Brief
Lines of the material that include the string "drainpipe" should be returned.

Material shown
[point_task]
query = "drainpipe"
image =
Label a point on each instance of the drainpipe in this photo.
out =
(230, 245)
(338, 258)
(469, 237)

Reply
query = "drainpipe"
Label a point on each instance of the drainpipe in this photo.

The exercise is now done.